▸ **What this task involves**
Rescale the data from the line with "the sky, return" to the line with "(206, 1000)", both ends included, and give only those lines back in full with the requests. Multiply each answer coordinate by 0.55 and round to whole numbers, halves up, leaving the numbers in the requests and their format samples unchanged.

▸ **Supplied data**

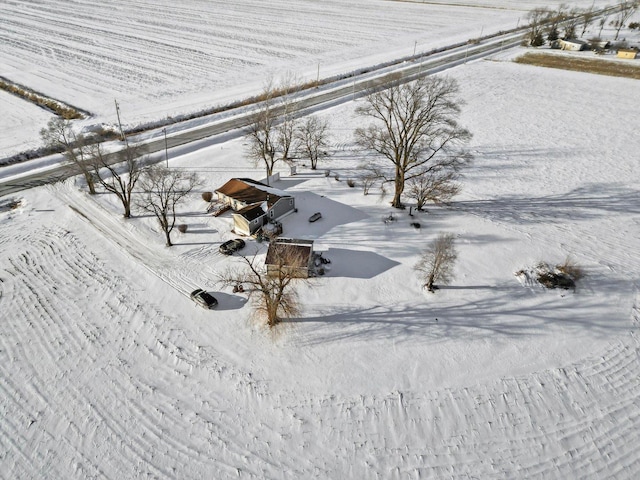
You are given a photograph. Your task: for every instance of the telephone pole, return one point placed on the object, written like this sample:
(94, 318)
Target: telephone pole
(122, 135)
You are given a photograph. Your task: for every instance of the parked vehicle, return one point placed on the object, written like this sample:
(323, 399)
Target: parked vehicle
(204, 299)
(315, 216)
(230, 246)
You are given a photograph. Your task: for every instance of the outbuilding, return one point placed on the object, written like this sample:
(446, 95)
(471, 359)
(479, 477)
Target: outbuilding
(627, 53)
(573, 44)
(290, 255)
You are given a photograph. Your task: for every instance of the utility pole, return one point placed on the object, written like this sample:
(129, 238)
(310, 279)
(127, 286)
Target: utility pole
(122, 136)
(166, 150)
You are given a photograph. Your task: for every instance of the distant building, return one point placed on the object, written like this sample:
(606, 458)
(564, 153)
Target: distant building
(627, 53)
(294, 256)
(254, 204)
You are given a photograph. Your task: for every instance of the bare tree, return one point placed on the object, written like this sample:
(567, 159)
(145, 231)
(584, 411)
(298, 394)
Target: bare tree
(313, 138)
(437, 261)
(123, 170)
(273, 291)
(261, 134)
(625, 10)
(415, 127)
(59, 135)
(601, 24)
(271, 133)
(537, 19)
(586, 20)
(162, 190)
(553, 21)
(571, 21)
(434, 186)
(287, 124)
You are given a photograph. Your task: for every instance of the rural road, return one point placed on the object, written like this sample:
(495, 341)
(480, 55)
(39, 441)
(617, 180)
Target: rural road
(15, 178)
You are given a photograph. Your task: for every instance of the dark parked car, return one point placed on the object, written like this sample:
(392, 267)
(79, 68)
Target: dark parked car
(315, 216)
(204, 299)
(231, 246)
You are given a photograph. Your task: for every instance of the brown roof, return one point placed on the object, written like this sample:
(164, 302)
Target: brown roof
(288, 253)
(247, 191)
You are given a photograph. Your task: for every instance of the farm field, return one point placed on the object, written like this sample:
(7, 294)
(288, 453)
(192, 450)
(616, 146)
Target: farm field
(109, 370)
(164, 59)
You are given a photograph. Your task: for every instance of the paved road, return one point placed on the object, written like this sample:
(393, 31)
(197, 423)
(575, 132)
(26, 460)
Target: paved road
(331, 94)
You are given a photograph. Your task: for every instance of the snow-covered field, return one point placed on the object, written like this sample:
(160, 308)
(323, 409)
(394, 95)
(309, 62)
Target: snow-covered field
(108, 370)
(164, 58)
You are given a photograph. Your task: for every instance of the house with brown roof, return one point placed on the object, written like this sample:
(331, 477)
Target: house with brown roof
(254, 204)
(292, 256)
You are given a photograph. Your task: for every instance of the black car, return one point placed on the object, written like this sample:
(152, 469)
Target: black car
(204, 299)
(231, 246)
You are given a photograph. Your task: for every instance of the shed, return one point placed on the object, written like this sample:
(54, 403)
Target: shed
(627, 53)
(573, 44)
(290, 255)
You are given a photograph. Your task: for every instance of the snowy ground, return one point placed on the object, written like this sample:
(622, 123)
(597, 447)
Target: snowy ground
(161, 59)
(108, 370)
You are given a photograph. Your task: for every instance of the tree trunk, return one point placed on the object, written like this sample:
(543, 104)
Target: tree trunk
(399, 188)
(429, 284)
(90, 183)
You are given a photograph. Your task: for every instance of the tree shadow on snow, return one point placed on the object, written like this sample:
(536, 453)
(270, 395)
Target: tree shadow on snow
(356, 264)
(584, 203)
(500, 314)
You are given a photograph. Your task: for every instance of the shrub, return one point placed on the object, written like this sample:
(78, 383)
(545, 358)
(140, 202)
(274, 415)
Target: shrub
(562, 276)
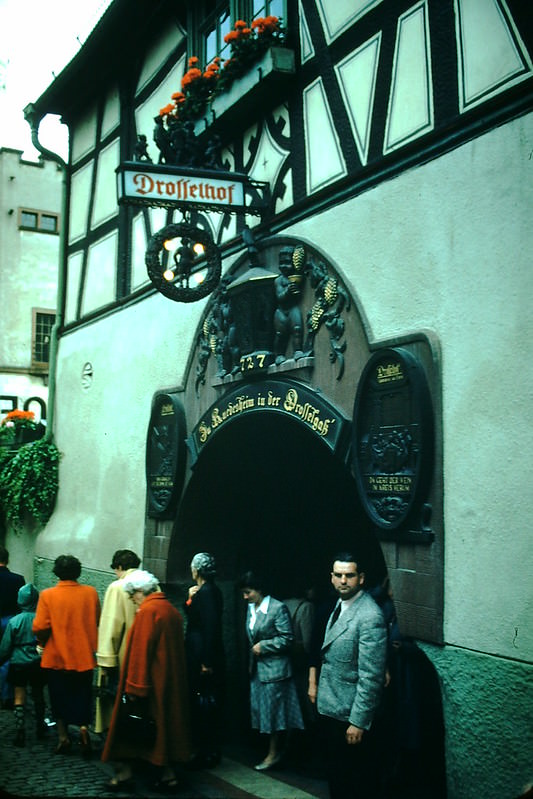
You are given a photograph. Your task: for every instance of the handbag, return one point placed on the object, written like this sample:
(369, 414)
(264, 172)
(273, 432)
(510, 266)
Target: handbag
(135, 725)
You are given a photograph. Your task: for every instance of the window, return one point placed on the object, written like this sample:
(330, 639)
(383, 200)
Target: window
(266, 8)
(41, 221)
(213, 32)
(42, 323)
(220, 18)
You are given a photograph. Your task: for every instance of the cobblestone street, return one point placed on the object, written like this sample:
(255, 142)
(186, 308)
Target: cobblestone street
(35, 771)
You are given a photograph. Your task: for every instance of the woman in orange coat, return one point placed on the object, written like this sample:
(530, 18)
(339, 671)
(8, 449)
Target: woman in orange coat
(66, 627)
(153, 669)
...
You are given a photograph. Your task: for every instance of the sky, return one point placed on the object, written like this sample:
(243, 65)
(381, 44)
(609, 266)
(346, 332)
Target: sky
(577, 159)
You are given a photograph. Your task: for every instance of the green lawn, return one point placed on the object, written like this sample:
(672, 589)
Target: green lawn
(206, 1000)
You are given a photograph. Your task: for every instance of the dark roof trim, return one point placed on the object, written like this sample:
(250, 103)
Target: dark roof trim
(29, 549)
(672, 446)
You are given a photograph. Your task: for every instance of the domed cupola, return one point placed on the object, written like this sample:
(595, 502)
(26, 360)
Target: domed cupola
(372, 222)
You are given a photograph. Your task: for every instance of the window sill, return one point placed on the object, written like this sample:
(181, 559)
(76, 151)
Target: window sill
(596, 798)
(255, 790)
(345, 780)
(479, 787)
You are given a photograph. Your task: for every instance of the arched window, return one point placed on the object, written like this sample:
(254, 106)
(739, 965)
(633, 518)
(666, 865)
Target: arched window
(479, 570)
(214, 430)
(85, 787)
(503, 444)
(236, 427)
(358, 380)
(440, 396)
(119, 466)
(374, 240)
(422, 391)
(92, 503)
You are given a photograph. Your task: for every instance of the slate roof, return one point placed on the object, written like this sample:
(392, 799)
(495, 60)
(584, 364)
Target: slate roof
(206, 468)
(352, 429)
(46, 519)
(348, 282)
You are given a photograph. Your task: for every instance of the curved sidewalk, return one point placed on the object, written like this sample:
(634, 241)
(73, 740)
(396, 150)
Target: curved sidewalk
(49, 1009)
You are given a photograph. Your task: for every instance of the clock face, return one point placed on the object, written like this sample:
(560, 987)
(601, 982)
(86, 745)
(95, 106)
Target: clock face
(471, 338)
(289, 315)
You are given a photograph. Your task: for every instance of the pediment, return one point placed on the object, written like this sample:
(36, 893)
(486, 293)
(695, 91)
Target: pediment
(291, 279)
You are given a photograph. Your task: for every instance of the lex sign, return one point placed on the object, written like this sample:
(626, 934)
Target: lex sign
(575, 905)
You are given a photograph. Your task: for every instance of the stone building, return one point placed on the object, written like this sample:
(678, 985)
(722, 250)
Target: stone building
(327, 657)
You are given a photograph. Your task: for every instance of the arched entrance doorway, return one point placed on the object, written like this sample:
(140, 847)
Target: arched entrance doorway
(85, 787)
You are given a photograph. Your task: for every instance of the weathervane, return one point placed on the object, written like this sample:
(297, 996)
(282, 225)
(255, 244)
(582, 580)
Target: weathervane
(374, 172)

▸ **Answer**
You are given a photograph. Your task: for every instance of the sky, return one point placed on the object, written like this sample:
(243, 65)
(381, 44)
(609, 266)
(346, 332)
Target: sky
(317, 87)
You are given a photograph. Your task: for every instance of the green lawn, return one point placed on the object, written like this sample:
(672, 589)
Target: green lawn
(113, 550)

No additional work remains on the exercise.